WHAT YOU ARE ASKED TO DO
From the first line of the records below, transcribe each line exactly up to and including the one with "box: [131, 328, 172, 363]"; pictures stay out.

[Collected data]
--- --- ---
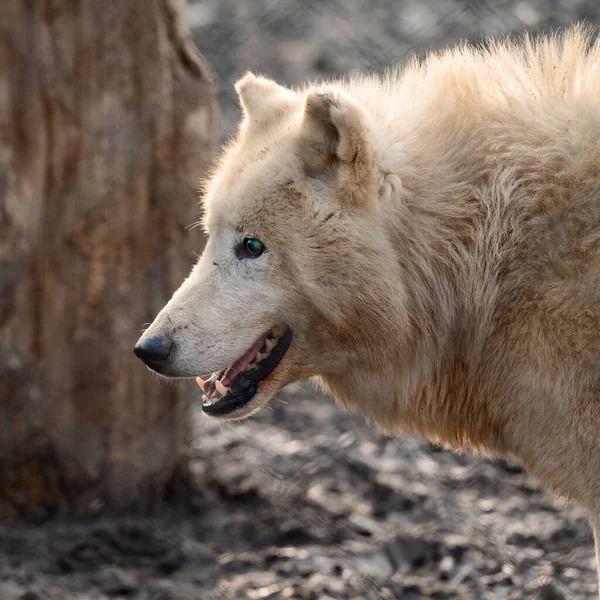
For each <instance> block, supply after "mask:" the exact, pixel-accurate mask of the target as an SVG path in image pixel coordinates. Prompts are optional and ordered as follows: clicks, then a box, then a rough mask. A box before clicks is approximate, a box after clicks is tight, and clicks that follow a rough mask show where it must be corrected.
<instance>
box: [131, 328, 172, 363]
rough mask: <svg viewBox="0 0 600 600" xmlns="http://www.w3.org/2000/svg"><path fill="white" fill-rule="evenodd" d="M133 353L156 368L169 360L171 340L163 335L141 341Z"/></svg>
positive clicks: (143, 360)
mask: <svg viewBox="0 0 600 600" xmlns="http://www.w3.org/2000/svg"><path fill="white" fill-rule="evenodd" d="M133 352H134V353H135V355H136V356H137V357H138V358H139V359H141V360H143V361H144V362H145V363H146V364H147V365H148V366H149V367H156V366H158V365H160V364H161V363H162V362H164V361H165V360H166V359H167V358H169V353H170V352H171V340H170V339H169V338H166V337H164V336H162V335H155V336H154V337H151V338H148V339H146V340H142V339H140V340H138V343H137V344H136V345H135V348H134V349H133Z"/></svg>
--- --- ---
SOLUTION
For each <instance> block, supply after "mask:" the exact, pixel-accurate mask of the target as an SVG path in image pixel coordinates. Prompts are optional and ordered as follows: clicks, then a box, then a rough mask. A box before clicks is approximate, a box after clicks is tight, and clicks that follow a rough mask show where it must be corrected.
<instance>
box: [131, 328, 172, 363]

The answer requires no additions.